Passage given =>

However, Member for Wagga Daryl Maguire said a graffiti wall was not the answer, as these criminals were vandals, not artists.
“I've been around the city, and I can see where the new tags are – disgusting filth, like dogs marking their territory – and it is defacing the city,” he said.
Mr Maguire said it would take a whole-community effort to stop these vandals.
“There are penalties in place – but you've got to catch them before you can enforce them,” he said.
“The first thing is to report it, the second thing is not to accept the fact that graffiti is someone else's responsibility – if your wall is graffitied, clean it off, if your building has graffiti on it, clean it off, and, eventually, the community will win.”
He was also trying to allocate more NSW Government resources towards the issue.
“There is a community services team that works four days a week with up to 10 community service ordered personnel,” Mr Macguire said.

Saved entries:

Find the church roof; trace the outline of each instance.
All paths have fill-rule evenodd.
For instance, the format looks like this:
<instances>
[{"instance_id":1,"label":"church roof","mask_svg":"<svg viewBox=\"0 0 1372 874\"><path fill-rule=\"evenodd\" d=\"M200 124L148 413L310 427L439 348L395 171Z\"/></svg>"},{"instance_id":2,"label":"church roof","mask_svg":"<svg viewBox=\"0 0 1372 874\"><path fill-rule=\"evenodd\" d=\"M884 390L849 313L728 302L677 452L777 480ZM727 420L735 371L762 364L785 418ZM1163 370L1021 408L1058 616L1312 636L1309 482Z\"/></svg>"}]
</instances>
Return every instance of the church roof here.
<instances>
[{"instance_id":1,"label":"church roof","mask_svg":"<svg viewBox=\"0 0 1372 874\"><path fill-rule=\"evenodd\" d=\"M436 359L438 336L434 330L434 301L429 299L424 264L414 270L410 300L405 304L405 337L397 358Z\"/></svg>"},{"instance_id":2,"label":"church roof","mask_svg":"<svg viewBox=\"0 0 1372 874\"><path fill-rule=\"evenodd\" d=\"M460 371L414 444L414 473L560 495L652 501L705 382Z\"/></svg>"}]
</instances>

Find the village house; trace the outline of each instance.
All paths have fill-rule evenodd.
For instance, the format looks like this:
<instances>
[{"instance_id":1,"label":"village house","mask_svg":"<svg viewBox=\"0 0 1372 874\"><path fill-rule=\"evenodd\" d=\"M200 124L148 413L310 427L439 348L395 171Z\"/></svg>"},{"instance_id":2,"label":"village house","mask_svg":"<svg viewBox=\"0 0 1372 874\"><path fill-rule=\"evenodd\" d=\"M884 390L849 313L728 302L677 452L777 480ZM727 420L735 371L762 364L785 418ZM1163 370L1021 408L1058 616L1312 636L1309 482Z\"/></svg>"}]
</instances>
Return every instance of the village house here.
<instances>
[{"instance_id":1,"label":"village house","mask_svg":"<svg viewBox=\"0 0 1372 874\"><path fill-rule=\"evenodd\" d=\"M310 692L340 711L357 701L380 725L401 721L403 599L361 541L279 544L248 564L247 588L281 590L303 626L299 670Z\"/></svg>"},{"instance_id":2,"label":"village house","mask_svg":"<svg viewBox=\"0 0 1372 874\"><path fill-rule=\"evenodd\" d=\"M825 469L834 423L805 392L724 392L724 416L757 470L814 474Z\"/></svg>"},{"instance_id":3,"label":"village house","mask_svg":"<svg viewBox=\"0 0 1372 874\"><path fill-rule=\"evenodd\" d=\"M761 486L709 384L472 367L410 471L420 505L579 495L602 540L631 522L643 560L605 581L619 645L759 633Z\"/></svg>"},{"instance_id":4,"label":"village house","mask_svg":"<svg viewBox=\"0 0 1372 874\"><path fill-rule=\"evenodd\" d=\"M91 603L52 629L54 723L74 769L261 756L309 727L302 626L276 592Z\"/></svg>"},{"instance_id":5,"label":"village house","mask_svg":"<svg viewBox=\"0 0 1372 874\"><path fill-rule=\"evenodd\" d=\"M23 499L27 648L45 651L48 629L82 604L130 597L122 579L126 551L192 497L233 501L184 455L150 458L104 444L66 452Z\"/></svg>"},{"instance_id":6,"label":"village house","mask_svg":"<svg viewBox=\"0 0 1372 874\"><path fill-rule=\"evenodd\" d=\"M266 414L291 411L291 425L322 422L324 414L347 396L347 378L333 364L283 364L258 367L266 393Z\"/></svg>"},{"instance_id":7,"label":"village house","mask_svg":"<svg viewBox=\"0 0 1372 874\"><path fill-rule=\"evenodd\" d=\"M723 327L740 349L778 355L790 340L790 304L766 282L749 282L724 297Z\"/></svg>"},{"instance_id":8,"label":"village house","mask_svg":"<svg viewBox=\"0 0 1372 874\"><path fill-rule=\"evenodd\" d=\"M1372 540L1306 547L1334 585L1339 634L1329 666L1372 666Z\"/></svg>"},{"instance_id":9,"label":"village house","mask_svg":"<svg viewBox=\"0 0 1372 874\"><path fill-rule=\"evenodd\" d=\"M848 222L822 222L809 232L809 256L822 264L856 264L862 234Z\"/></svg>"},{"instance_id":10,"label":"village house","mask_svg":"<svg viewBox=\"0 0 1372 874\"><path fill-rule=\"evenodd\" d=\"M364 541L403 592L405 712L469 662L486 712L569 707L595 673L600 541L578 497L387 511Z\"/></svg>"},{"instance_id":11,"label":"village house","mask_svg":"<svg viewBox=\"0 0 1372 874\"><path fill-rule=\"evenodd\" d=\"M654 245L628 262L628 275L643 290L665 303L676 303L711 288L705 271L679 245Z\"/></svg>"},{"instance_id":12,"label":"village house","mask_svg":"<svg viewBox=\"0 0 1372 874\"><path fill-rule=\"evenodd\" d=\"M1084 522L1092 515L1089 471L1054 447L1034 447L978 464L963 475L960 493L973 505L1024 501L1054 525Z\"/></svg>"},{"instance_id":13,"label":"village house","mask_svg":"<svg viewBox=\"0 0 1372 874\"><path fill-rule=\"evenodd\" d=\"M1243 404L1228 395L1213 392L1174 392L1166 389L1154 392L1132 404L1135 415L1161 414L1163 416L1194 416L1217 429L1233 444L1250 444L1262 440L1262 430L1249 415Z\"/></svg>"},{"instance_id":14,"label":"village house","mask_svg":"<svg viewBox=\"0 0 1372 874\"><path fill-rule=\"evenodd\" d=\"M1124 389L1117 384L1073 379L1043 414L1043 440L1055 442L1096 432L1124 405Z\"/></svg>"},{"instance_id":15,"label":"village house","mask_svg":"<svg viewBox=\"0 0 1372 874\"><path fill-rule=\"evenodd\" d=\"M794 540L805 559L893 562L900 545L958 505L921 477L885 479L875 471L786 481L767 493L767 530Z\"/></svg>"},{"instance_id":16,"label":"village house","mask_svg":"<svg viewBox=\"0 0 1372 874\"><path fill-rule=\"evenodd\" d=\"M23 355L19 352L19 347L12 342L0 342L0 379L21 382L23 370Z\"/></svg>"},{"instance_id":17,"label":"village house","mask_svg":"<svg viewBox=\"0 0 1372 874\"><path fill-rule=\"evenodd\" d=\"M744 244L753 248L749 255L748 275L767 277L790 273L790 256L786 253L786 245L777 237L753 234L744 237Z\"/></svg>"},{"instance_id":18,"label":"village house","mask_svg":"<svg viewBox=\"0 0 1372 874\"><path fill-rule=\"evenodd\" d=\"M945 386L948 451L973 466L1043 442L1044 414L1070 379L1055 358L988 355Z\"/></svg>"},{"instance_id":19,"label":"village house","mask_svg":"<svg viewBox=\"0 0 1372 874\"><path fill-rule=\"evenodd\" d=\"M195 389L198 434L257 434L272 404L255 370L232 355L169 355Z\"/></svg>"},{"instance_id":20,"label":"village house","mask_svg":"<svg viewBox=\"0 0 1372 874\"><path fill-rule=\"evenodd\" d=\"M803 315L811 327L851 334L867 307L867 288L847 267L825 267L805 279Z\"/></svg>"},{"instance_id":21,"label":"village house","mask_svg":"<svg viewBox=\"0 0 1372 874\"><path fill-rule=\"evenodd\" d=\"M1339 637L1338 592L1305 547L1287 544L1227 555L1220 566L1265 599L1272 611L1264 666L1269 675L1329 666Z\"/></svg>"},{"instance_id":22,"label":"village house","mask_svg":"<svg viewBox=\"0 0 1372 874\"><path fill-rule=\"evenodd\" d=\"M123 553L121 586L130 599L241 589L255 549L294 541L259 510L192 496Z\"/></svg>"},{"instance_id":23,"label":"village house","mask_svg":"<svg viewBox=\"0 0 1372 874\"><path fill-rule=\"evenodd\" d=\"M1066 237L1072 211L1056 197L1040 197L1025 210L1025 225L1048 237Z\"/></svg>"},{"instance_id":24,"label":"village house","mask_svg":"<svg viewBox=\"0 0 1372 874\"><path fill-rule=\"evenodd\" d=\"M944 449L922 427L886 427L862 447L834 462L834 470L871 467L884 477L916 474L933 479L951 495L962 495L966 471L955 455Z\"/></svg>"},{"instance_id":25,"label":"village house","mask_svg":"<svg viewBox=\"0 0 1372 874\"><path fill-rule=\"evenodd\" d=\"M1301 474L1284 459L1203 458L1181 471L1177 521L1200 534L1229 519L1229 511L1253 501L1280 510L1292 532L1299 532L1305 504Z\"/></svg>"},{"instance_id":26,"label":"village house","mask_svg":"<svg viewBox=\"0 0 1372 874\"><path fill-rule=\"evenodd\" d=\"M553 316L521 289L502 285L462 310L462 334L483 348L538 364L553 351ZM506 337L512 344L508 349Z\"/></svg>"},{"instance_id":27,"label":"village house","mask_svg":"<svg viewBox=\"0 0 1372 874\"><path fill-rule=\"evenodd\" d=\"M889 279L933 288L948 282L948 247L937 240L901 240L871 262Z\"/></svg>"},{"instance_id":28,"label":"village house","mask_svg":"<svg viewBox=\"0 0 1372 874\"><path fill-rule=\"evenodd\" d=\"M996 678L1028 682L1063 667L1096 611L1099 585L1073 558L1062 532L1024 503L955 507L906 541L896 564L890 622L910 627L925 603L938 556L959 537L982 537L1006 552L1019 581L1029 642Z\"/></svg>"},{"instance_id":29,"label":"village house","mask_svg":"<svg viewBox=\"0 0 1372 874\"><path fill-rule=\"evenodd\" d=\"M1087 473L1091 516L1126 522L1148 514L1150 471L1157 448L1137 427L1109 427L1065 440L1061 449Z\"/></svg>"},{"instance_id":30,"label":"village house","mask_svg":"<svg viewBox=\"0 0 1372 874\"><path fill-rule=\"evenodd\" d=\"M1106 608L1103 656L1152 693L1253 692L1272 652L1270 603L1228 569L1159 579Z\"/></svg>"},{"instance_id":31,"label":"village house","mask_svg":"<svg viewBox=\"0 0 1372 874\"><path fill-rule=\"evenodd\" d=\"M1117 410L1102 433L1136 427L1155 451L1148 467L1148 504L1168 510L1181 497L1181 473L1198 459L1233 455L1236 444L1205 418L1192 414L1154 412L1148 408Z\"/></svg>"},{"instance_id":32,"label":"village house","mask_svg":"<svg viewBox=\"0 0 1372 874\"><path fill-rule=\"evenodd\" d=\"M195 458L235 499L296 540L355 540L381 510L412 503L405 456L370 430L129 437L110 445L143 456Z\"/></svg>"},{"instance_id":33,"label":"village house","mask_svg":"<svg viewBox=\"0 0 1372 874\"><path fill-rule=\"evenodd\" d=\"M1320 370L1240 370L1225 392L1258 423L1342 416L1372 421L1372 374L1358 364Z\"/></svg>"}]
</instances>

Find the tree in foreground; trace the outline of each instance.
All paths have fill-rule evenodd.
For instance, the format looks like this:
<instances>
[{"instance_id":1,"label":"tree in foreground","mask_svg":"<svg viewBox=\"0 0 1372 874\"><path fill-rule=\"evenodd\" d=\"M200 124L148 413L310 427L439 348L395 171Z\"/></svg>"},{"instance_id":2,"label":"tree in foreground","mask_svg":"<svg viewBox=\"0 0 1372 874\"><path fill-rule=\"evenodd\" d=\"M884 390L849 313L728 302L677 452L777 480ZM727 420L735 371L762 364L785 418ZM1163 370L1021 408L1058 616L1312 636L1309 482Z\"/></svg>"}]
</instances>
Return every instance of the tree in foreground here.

Requirement 1 =>
Answer these questions about the passage on graffiti in Wagga:
(a) What did Daryl Maguire compare the new tags to?
(b) According to Mr Maguire, what is the first thing people should do about graffiti?
(c) How many days a week does the community services team work?
Requirement 2 =>
Write the next part of the passage on graffiti in Wagga, continuing on from its last sentence.

Task response 1 =>
(a) Dogs marking their territory
(b) Report it
(c) Four days a week

Task response 2 =>
“I'm writing to the minister and asking for some more resources to get a bus, an extra supervisor, and have those that are ordered to do community service clean off the graffiti.”
Wagga councillor Yvonne Braid said she would push graffiti to the top of the agenda when council resumed meetings later this month.
“Councillors and council staff have to make it a priority, because guess what? It's a priority for the people out in the community,” Cr Braid said.
“We've got to get more lights and more cameras and a couple more police that work on graffiti crimes.”
Cr Braid said harsher penalties should be considered for those caught offending.
“Nobody better tell me that the jails are full, let them be fuller – if they've got to sleep on the floor, let them.”